Please permit me space in your newspaper to discuss the issue of Rett Syndrome.
According to the World Bank Group, statistics released from the United Nations during their General Assembly on Disability in 2019 showed that one billion people (15% of the world’s population) experience some form of disability, and one-fifth of the estimated global total experience significant disabilities.
An Austrian Neurologist, Andreas Rett, published a report in 1966 notifying the public about a disorder termed Rett Syndrome (Cerebroatrophic hyperammonemia). According to the International Rett Syndrome Association (IRSA), Dr. Rett had observed two girls making the same repetitive hand-washing motions. He compared their clinical and developmental records and found they were very similar. Dr. Rett had six other girls with similar behaviours, and became very interested in this unknown illness. He devised a film of the girls, and began travelling around Europe in efforts to find other girls with comparable symptoms.
Rett Syndrome is a rare neurological disorder that affects brain development and functionality. It causes a progressive loss of motor skills and speech. This condition affects approximately one in 10,000 girls, and is hardly found in males. Rett Syndrome is genetically caused by mutation in a gene located on the X chromosome. Most of the symptoms are elusive, and vary with age.

> _DATASET_:
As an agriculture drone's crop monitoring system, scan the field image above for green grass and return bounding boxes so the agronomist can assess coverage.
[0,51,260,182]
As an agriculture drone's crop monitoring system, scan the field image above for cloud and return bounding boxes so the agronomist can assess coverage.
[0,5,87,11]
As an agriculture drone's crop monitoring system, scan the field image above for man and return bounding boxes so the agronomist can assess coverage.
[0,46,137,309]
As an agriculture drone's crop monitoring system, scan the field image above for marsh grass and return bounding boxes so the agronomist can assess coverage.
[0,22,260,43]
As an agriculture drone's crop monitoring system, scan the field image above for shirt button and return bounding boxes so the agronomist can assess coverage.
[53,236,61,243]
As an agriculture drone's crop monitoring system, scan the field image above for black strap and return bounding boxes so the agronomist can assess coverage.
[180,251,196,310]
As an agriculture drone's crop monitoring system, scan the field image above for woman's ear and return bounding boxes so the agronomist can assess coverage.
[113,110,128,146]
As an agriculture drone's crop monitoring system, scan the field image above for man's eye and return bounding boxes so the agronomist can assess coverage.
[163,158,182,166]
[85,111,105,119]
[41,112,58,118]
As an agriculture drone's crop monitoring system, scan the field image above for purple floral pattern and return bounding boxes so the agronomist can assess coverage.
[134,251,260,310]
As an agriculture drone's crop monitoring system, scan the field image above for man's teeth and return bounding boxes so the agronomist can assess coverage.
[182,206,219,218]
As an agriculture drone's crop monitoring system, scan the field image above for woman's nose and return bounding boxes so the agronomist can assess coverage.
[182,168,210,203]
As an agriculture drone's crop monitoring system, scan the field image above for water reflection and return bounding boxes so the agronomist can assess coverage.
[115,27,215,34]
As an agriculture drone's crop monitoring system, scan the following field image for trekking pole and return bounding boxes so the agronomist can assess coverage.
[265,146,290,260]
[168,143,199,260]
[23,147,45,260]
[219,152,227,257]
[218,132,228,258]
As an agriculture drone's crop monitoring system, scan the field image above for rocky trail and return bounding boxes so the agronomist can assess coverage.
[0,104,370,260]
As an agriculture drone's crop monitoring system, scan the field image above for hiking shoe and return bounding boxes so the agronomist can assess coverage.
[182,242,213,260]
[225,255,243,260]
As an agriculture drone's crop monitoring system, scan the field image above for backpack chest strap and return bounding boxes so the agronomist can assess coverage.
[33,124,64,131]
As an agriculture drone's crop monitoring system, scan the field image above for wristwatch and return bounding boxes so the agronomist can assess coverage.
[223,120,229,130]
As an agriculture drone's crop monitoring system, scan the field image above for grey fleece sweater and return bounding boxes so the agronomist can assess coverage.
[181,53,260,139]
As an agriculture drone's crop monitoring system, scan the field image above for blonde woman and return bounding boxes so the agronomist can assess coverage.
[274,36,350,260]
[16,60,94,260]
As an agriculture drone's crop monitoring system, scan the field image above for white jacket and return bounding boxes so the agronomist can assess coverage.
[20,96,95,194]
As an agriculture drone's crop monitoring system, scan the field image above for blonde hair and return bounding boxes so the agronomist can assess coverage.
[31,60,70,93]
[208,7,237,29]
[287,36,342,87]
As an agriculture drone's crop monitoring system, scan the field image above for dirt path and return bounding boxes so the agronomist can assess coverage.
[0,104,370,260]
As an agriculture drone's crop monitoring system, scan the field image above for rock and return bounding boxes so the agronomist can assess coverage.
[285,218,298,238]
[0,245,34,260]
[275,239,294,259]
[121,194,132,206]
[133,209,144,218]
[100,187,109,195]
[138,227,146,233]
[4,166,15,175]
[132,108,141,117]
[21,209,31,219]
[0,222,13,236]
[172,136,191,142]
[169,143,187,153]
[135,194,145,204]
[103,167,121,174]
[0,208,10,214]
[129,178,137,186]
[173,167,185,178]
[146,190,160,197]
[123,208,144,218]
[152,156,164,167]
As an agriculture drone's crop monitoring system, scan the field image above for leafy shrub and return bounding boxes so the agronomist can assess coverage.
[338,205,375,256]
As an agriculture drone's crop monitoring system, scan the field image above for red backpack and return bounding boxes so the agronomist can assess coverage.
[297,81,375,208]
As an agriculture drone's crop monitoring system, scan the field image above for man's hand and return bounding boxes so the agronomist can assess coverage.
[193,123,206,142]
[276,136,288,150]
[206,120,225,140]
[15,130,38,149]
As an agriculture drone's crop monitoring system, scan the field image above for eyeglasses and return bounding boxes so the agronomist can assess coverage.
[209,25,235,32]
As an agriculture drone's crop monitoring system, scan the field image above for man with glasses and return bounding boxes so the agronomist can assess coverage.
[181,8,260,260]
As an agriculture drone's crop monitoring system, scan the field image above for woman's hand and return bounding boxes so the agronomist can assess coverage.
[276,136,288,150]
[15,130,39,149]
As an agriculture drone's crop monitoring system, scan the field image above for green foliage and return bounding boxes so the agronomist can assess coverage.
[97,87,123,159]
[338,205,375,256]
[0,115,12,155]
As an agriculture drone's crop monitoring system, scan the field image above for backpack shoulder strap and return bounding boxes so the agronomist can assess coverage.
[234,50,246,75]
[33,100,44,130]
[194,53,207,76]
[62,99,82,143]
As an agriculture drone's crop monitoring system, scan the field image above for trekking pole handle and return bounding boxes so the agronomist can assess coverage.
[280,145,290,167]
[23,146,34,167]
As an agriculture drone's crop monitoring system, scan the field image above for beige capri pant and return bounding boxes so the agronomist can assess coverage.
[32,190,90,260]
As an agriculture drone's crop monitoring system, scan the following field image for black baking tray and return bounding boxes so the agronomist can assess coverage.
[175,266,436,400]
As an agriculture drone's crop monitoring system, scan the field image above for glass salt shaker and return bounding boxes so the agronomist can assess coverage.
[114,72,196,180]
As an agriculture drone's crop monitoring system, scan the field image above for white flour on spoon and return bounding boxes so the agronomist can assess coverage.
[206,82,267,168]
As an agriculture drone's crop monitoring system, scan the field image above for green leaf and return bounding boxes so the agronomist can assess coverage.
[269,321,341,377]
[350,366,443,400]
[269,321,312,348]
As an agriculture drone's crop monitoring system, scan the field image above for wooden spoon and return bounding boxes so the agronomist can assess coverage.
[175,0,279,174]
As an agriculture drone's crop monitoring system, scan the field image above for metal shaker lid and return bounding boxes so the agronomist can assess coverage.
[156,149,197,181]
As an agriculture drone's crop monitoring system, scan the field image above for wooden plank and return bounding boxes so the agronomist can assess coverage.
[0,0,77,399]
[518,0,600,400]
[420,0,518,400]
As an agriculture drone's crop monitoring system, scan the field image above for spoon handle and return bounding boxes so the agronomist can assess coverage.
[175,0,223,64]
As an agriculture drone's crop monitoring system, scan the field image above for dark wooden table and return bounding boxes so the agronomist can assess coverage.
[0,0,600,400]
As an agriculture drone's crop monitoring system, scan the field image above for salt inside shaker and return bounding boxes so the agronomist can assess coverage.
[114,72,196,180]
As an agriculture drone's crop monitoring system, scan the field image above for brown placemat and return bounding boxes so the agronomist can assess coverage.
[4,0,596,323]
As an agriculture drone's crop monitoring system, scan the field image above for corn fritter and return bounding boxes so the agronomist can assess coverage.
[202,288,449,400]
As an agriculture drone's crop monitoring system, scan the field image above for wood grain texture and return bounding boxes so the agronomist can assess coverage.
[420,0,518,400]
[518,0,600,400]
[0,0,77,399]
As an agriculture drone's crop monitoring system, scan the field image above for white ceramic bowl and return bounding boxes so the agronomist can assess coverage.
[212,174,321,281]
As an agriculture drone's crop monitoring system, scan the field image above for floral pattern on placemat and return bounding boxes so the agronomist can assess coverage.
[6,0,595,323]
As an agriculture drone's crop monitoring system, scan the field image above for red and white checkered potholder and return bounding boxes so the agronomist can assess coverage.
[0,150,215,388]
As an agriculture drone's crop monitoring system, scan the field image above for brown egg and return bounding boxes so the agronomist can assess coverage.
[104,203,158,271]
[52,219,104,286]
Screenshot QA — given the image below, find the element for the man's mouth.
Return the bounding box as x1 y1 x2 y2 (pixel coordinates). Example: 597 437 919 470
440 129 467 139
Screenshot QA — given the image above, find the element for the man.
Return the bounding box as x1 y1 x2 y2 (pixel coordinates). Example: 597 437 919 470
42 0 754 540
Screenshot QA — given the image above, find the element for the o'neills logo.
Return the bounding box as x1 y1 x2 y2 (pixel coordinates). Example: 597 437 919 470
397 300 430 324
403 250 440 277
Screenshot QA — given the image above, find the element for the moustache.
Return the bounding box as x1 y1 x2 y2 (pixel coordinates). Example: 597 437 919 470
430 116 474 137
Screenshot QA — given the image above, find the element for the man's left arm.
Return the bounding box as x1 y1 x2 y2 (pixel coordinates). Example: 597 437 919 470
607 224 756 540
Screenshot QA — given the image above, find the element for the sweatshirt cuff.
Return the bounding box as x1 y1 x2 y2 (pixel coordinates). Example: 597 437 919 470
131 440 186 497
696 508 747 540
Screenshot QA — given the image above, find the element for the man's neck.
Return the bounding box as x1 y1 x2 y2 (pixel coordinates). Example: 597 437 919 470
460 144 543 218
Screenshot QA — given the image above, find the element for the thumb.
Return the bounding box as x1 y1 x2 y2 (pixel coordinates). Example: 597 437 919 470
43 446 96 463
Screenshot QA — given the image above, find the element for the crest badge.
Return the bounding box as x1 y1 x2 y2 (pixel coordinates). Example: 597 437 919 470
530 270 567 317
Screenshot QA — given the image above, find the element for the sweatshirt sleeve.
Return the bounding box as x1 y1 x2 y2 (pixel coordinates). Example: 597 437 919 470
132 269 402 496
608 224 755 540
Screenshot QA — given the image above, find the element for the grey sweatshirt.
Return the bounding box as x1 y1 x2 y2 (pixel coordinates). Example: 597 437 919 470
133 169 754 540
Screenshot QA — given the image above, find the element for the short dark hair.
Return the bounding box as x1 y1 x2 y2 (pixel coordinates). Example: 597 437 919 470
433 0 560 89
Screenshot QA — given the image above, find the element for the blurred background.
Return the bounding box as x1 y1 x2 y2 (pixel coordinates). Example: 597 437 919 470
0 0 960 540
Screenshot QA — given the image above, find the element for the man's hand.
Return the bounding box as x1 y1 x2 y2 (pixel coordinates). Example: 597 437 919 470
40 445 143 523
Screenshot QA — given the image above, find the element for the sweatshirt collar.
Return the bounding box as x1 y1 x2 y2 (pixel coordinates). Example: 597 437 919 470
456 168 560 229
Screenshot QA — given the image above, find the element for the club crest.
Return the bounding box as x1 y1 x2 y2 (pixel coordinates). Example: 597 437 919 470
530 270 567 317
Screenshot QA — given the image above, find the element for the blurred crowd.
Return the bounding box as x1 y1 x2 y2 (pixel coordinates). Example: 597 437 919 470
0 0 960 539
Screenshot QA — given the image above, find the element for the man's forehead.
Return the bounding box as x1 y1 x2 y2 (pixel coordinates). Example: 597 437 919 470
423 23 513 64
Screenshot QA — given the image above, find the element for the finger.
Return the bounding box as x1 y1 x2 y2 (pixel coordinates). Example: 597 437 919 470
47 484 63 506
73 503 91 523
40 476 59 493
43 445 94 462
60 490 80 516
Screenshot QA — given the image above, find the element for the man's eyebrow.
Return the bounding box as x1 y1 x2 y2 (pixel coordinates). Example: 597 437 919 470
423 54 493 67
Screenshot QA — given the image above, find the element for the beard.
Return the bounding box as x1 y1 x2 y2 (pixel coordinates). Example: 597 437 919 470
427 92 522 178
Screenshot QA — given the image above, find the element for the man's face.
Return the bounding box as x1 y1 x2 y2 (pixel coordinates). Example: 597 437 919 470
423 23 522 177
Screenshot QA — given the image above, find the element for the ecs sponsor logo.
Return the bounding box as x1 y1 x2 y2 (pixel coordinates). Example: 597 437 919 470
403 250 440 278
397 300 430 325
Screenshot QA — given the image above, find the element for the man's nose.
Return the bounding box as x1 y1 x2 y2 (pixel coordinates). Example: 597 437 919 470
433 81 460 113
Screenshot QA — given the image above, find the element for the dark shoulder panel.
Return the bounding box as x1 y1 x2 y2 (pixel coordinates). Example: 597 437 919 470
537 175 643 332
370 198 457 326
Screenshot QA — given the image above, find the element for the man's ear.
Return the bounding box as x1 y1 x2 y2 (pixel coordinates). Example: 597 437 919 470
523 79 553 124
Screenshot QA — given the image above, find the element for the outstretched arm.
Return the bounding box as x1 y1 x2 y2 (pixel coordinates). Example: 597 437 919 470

> _PROBLEM TO SOLVE_: Reproduce the letter about Rett Syndrome in full, word for word. The entries were drawn from a separate source.

> _OUTPUT_:
Please permit me space in your newspaper to discuss the issue of Rett Syndrome.
According to the World Bank Group, statistics released from the United Nations during their General Assembly on Disability in 2019 showed that one billion people (15% of the world’s population) experience some form of disability, and one-fifth of the estimated global total experience significant disabilities.
An Austrian Neurologist, Andreas Rett, published a report in 1966 notifying the public about a disorder termed Rett Syndrome (Cerebroatrophic hyperammonemia). According to the International Rett Syndrome Association (IRSA), Dr. Rett had observed two girls making the same repetitive hand-washing motions. He compared their clinical and developmental records and found they were very similar. Dr. Rett had six other girls with similar behaviours, and became very interested in this unknown illness. He devised a film of the girls, and began travelling around Europe in efforts to find other girls with comparable symptoms.
Rett Syndrome is a rare neurological disorder that affects brain development and functionality. It causes a progressive loss of motor skills and speech. This condition affects approximately one in 10,000 girls, and is hardly found in males. Rett Syndrome is genetically caused by mutation in a gene located on the X chromosome. Most of the symptoms are elusive, and vary with age.